TEXT →
The two guard towers, the bunker interiors, and the underground laboratory were all built here. If it felt claustrophobic and real, that is because it was a physical set rather than a purely digital environment.
Romsdalen Valley and Åndalsnes, Norway
This is the location most people are searching for after they watch the film.
When it comes to exterior shots of the titular gorge, that is footage of a real canyon in Norway. Even though Miles Teller and Anya Taylor-Joy didn’t film any scenes in Norway, director Scott Derrickson shot background “plates” of the exterior there, and then created composite shots in post-production.
Derrickson was specific about why he insisted on doing it this way.
"We shot plates in Norway for the canyon, for the rock walls, for the forests, for the sky, and then sort of stitched together the virtual space itself of the gorge," he explained. "When you're looking at the gorge, most of what you're seeing is real photography. And that is what makes it look good. It makes it look real. It looks real because, for the most part, it is real."
The mountainous landscapes surrounding the gorge were taken from the spectacular 60-kilometer-long Romsdalen Valley in western Norway near Åndalsnes. The valley is carved by the Rauma River and flanked by the Romsdalsalpene mountains, including the renowned Trollveggen, the Troll Wall, the highest vertical rock face in Europe, with a sheer drop of approximately 3,600 feet.

The production also filmed in Loen, Norway, a village in Stryn Municipality in the Vestland county, known for its deep fjords.
If you want to visit the real landscapes from the film, Åndalsnes is the place. It is a small town and a popular stop on Norwegian cruise routes precisely because of the dramatic cliffs and valleys surrounding it.
Bourne Wood, Surrey, England
The close-up scenes with the actors in the forest around the towers were filmed at Bourne Wood in Surrey, England. A remarkable number of major productions have been filmed here, including the Marvel movies, the Harry Potter films, and Gladiator.
More recently, Napoleon featured the Battle of Austerlitz, and the largest battle scene in House of the Dragon was also shot here.
So when you see Levi or Drasa moving through dense forest on the edge of the gorge, that is a Surrey woodland, not a Norwegian one.

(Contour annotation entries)
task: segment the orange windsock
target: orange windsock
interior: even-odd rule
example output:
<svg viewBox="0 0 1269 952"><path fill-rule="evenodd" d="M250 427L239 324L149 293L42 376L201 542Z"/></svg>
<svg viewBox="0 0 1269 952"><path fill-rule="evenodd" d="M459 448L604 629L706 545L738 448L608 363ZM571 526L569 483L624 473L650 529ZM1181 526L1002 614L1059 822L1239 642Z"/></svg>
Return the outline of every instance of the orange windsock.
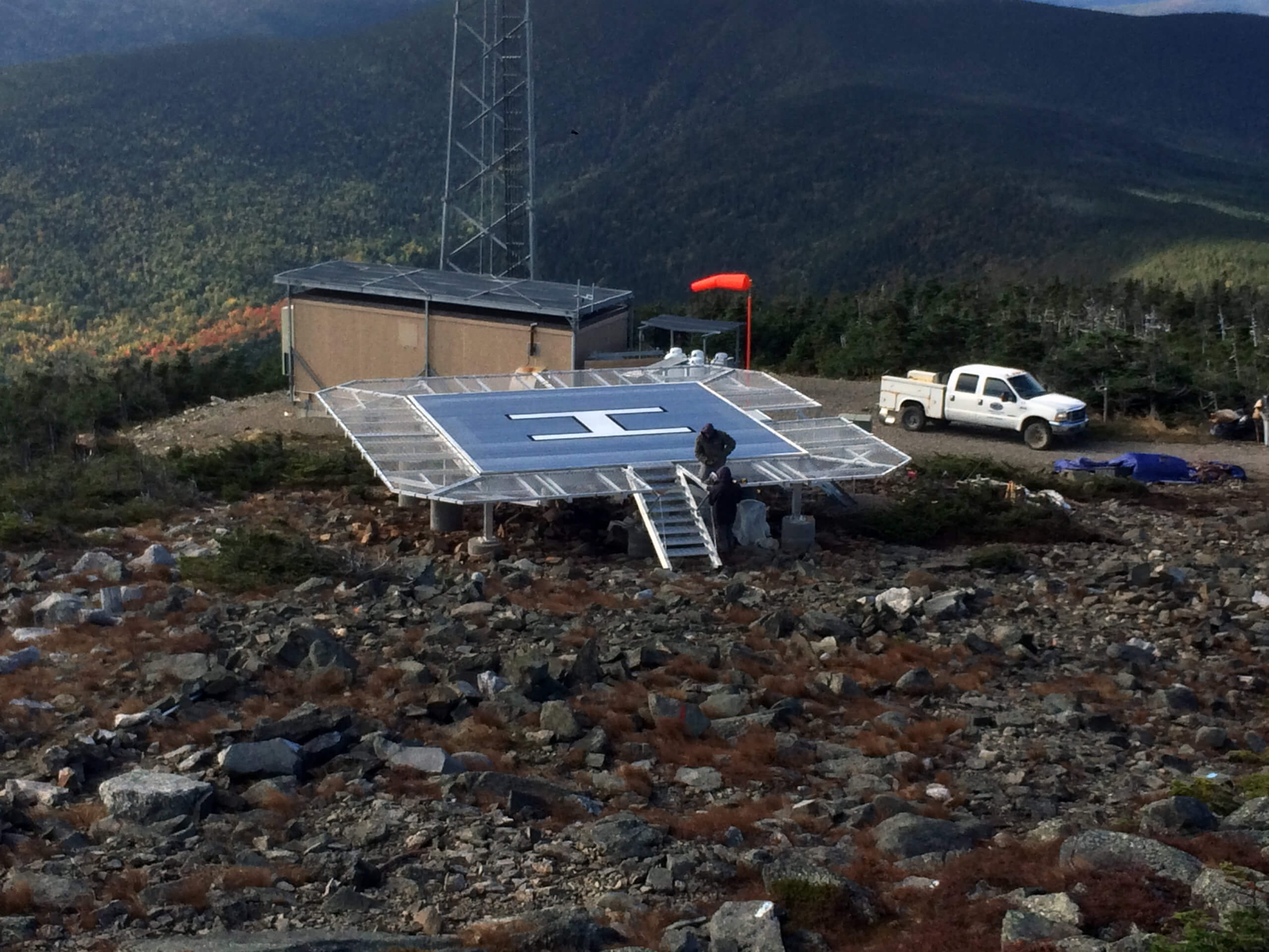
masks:
<svg viewBox="0 0 1269 952"><path fill-rule="evenodd" d="M693 291L749 291L754 287L747 274L712 274L692 282Z"/></svg>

REQUIRED WORK →
[1] List every production that the filming-locations text says was shot at Bourne Wood.
[2] Output everything in the filming-locations text from "The two guard" down to "it this way.".
[3] Pick up the filming-locations text at the point where it stops and keep writing it.
The entries play no part in this exercise.

ANSWERS IN ORDER →
[1] the Marvel movies, the Harry Potter films, Gladiator, Napoleon, House of the Dragon

[2]
The two guard towers, the bunker interiors, and the underground laboratory were all built here. If it felt claustrophobic and real, that is because it was a physical set rather than a purely digital environment.
Romsdalen Valley and Åndalsnes, Norway
This is the location most people are searching for after they watch the film.
When it comes to exterior shots of the titular gorge, that is footage of a real canyon in Norway. Even though Miles Teller and Anya Taylor-Joy didn’t film any scenes in Norway, director Scott Derrickson shot background “plates” of the exterior there, and then created composite shots in post-production.
Derrickson was specific about why he insisted on doing it this way.

[3]
Llandudno and St. Tudno’s Church, Wales
Llandudno in Wales stood in for Èze in France. The coastal town in North Wales has a rocky shoreline that works convincingly as the French Riviera when shot carefully.
The cemetery scene where Drasa’s father appears was filmed at St. Tudno’s Church on the Great Orme headland in Llandudno. This is a medieval church that has been on that site since the sixth century. The graveyard sits on the slopes of the headland with sea views that gave the scene its melancholy atmosphere.
Additional filming locations in the UK included Surrey, Bedfordshire, and County Durham in England, as well as Conwy in Wales and the Cullen Estate and Highlands in Scotland.
Long Beach and Malibu, California
The opening sequence where Levi is exercising on a beach and showing off his unexpected poetry skills was shot in the US. The beach was filmed at Rosie’s Dog Beach on the Belmont Shore of Long Beach, California.
The cliff scene featuring the Cross of Lorraine, which appears to be set in Èze on the French Riviera, was also shot in California. The cross was CGI’d into a cliff between Westward Beach and Pirate’s Cove Beach in Point Dume, Malibu. The climactic scene in the 1968 film Planet of the Apes, in which the ruins of the Statue of Liberty are discovered, was filmed just below this location.
The restaurant scene is Geoffrey’s Malibu, a famous oceanfront restaurant located at 27400 Pacific Coast Highway. The zoom-out showing the Mediterranean-style buildings in the Côte d’Azur is a computer-generated image.
How Did They Create the Gorge Itself?
The gorge as a visual space does not exist anywhere in the world. It was assembled from multiple real locations combined in post-production.
The production used location shooting in Norway near the Rauma River. The interior studio work, including the tower sets and sequences inside the valley, was filmed at Warner Bros. Studios Leavesden.
Visual effects work was handled by DNEG and Framestore, two of the most experienced VFX houses in the industry. The Trent Reznor and Atticus Ross score gave the space its atmosphere once the visuals were assembled.
The result is a gorge that feels physically real because its components, the rock walls, the forests, the sky, are all real photographs stitched and shaped into something that could not actually exist.
The Cast and Crew Behind The Gorge
| Role | Name |
| Director | Scott Derrickson |
| Writer | Zach Dean |
| Levi Kane | Miles Teller |
| Drasa | Anya Taylor-Joy |
| Bartholomew | Sigourney Weaver |
| Supporting | Sope Dirisu |
| Score | Trent Reznor and Atticus Ross |
| VFX | DNEG and Framestore |
| Studio | Warner Bros. Studios Leavesden |
| Distributor | Apple TV+ |
Is The Gorge Worth Watching?
Yes, the film became Apple TV+’s biggest launch for a movie ever, surpassing Wolfs starring George Clooney and Brad Pitt.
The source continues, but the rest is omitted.